(Records from a data collection)
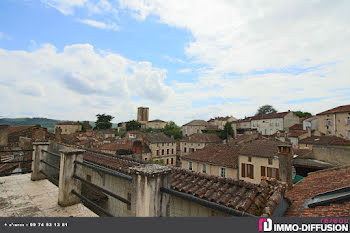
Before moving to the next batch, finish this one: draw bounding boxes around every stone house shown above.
[143,133,176,166]
[251,111,299,135]
[316,105,350,139]
[181,144,240,179]
[303,116,318,131]
[181,120,217,137]
[208,116,237,130]
[299,135,350,150]
[180,133,222,156]
[285,166,350,219]
[146,119,167,129]
[238,140,293,185]
[55,121,82,134]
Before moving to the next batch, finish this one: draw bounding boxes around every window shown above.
[241,163,254,179]
[202,164,207,173]
[261,166,266,177]
[268,159,272,165]
[327,119,332,126]
[220,167,226,177]
[126,193,131,210]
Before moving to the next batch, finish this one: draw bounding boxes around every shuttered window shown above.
[241,163,245,177]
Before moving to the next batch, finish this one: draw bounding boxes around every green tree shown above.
[162,121,182,140]
[255,104,277,116]
[126,120,141,131]
[94,114,114,129]
[294,111,312,118]
[221,122,235,140]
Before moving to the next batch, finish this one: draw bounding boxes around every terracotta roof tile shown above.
[251,112,290,120]
[299,136,350,146]
[317,105,350,115]
[180,133,222,143]
[182,144,240,168]
[286,166,350,217]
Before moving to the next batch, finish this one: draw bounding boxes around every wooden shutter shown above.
[241,163,245,177]
[250,165,254,179]
[261,166,266,176]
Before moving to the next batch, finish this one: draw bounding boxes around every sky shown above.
[0,0,350,125]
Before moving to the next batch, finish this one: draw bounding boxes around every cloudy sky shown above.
[0,0,350,125]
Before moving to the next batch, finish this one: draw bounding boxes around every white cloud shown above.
[178,68,192,73]
[78,19,119,31]
[0,44,172,121]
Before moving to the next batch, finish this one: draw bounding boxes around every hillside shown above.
[0,117,118,132]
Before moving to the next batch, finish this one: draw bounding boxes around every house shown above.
[299,136,350,150]
[285,166,350,218]
[180,133,222,156]
[286,124,311,148]
[181,120,218,136]
[231,117,257,135]
[208,116,237,130]
[316,105,350,139]
[143,133,176,166]
[55,121,82,134]
[146,119,168,129]
[125,130,142,139]
[238,140,293,185]
[181,144,240,179]
[251,111,299,135]
[303,116,318,130]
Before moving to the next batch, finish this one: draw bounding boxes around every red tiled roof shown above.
[148,119,167,123]
[180,133,222,143]
[317,105,350,116]
[286,166,350,217]
[56,121,80,125]
[299,136,350,146]
[171,168,285,217]
[289,124,303,130]
[251,112,290,120]
[239,139,288,158]
[98,142,132,151]
[182,144,240,168]
[84,151,285,217]
[183,120,209,126]
[8,125,35,134]
[288,130,307,137]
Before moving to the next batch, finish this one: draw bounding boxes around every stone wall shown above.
[312,145,350,166]
[0,125,9,146]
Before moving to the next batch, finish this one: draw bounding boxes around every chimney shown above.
[0,125,9,146]
[132,140,142,154]
[278,145,293,188]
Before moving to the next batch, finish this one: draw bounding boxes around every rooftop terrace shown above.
[0,174,98,217]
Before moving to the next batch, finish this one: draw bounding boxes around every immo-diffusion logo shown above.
[259,218,349,232]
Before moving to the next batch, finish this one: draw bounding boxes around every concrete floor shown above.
[0,174,98,217]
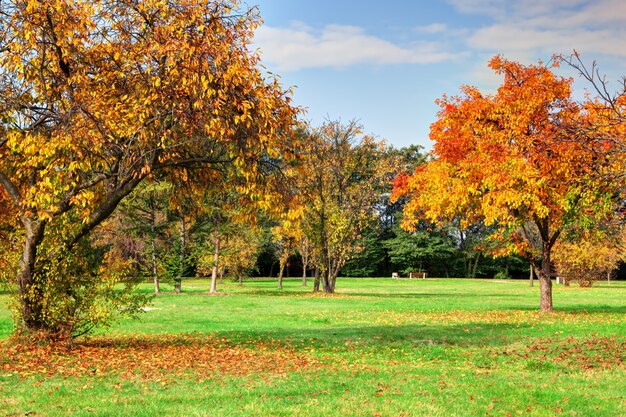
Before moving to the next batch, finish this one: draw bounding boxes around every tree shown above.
[385,223,457,276]
[0,0,297,332]
[300,122,392,293]
[394,56,613,311]
[119,181,172,294]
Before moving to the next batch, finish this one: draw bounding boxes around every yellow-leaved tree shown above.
[0,0,297,334]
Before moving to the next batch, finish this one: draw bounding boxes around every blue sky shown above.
[248,0,626,149]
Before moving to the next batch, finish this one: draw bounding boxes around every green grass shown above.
[0,279,626,416]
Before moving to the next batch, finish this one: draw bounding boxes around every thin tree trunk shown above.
[210,234,220,294]
[313,267,320,292]
[150,207,161,294]
[174,213,187,294]
[539,242,553,312]
[278,262,286,290]
[472,252,481,278]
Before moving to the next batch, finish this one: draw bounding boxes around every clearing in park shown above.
[0,279,626,416]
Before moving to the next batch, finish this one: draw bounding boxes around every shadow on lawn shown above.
[502,302,626,314]
[210,323,529,350]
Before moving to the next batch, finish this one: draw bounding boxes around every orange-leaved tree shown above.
[394,56,612,311]
[0,0,297,333]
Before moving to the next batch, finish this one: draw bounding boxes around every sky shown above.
[247,0,626,150]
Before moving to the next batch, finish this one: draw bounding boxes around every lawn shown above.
[0,278,626,416]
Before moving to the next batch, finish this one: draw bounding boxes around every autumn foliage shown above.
[0,0,297,332]
[394,56,614,311]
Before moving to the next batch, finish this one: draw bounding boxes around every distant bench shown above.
[391,272,428,279]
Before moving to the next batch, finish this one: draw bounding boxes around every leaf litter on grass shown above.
[0,335,316,380]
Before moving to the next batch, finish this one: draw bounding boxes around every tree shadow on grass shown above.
[211,323,530,351]
[501,304,626,312]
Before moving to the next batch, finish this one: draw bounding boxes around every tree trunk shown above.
[210,234,220,294]
[538,242,553,312]
[322,271,337,294]
[278,262,285,290]
[174,213,187,294]
[18,219,48,332]
[313,268,320,292]
[150,207,161,294]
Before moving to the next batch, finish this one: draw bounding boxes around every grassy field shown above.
[0,279,626,416]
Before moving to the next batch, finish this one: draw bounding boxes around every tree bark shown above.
[539,242,553,312]
[150,207,161,294]
[210,234,220,294]
[174,213,187,294]
[278,261,285,290]
[18,218,48,331]
[313,268,320,292]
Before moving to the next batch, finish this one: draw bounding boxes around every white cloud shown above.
[415,23,448,33]
[449,0,626,58]
[255,23,459,71]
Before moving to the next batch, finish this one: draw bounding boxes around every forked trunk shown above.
[18,219,48,332]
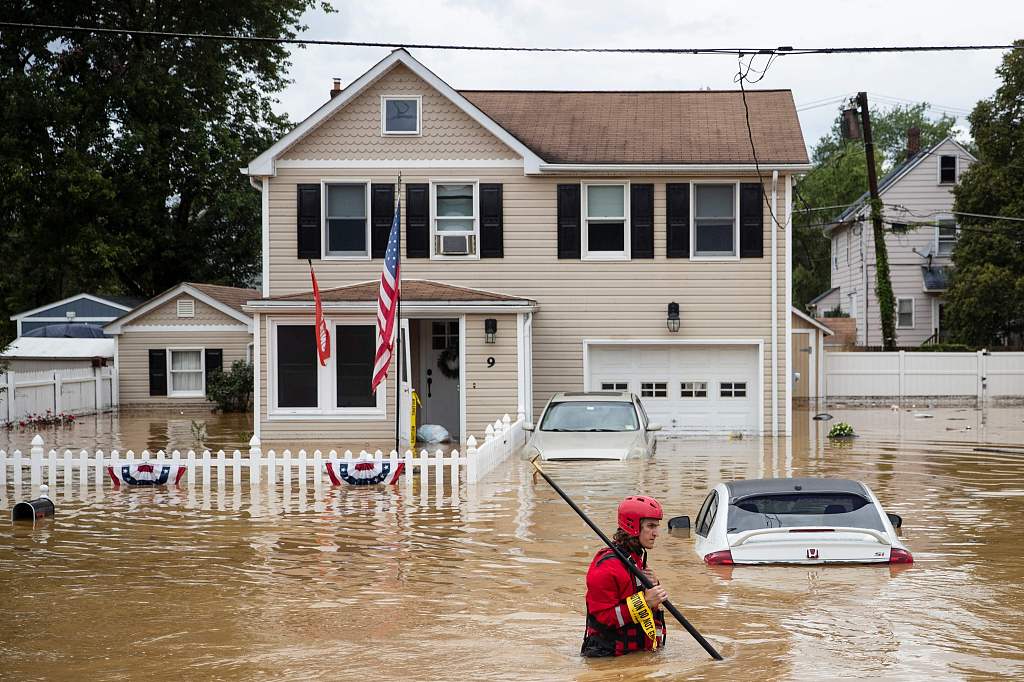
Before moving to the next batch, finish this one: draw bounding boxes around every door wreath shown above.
[437,347,459,379]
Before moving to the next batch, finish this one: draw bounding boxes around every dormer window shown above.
[939,157,956,184]
[381,96,422,135]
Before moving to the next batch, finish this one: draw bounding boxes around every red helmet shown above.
[618,495,663,538]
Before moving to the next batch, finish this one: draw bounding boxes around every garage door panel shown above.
[589,345,761,433]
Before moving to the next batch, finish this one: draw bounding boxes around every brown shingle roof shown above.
[185,282,260,314]
[459,90,808,164]
[264,280,527,303]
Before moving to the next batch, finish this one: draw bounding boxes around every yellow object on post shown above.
[409,388,423,447]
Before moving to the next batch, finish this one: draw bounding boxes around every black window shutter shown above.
[630,184,654,258]
[558,184,581,258]
[406,183,430,258]
[480,183,505,258]
[665,182,690,258]
[739,182,765,258]
[296,184,321,260]
[150,348,167,395]
[370,184,394,258]
[206,348,224,391]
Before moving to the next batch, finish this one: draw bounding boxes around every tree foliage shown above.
[946,41,1024,346]
[793,102,956,309]
[0,0,327,338]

■ **Task statement**
Return every line in the entries above that contains the string "foliage", treating uppercase and lowercase as different.

■ **Reply to the task**
Before moving to the next batch, finish this one: draw bounding boxes around every autumn foliage shown above.
Before moving to the next batch, finish this one: draw bounding boxes around every tree foliage shown above.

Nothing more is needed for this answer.